Reproduce the entries below as a numbered list, one line per item, omitting blank lines and leaving out the pictures.
** Begin Available data **
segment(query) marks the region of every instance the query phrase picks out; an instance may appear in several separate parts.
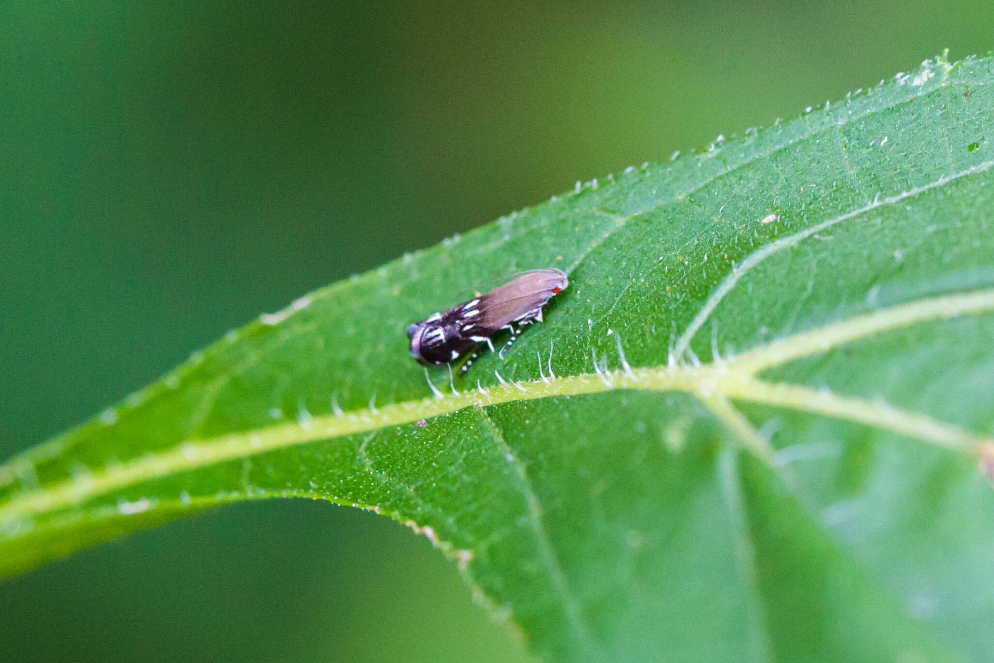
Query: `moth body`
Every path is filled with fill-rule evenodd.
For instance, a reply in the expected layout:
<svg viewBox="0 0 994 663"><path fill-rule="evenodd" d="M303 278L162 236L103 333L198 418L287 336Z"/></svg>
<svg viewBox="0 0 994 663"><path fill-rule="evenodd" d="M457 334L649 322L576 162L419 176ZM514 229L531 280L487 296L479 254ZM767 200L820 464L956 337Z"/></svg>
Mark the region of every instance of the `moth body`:
<svg viewBox="0 0 994 663"><path fill-rule="evenodd" d="M411 354L427 366L458 359L479 343L493 350L494 334L509 328L513 341L522 325L542 322L542 307L569 284L562 269L524 271L489 292L408 325Z"/></svg>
** End Available data **
Exercise output —
1. segment(query) marks the region of every instance the query phrase picks out; an instance may appear in several separate parts.
2. Query: `moth body`
3. Every path is filled with fill-rule evenodd.
4. For instance, a reply in the expected layout:
5. <svg viewBox="0 0 994 663"><path fill-rule="evenodd" d="M303 278L162 236L103 333L198 418L287 336Z"/></svg>
6. <svg viewBox="0 0 994 663"><path fill-rule="evenodd" d="M457 334L649 322L576 162L419 176ZM514 229L531 280L487 296L479 254ZM767 200L820 464L956 337Z"/></svg>
7. Mark the region of every instance of the `moth body`:
8. <svg viewBox="0 0 994 663"><path fill-rule="evenodd" d="M411 354L427 366L458 359L479 343L493 350L494 334L509 328L513 341L522 325L542 322L542 307L569 284L562 269L524 271L489 292L408 325Z"/></svg>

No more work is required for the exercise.